▶ _What this task involves_:
Which lines in the items below contain the word "pole"? Copy out each one in full.

*** Dataset content ***

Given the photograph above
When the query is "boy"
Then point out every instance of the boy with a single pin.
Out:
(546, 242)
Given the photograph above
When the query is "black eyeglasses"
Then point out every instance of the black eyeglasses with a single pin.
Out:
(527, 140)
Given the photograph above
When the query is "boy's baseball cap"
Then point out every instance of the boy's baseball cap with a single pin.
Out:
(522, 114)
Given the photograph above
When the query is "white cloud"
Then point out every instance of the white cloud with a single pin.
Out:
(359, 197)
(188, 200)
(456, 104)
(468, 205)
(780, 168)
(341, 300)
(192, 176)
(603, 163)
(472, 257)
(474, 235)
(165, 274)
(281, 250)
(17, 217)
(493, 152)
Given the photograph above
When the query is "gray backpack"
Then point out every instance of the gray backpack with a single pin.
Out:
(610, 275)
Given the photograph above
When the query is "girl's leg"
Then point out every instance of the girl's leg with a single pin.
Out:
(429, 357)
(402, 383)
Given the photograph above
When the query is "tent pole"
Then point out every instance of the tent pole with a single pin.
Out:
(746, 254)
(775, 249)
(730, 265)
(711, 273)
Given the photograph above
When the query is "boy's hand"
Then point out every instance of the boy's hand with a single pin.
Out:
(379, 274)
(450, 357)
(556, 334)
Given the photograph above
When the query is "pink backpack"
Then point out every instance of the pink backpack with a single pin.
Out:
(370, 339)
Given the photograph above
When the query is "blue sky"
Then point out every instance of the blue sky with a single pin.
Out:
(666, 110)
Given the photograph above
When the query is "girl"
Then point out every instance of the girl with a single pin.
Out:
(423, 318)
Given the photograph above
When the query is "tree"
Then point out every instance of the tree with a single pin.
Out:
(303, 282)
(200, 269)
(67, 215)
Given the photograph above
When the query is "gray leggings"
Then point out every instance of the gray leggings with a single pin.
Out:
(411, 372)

***

▶ _Answer to this task_:
When the query is "tent pole"
Then point out every instance of the tent pole with a single pin.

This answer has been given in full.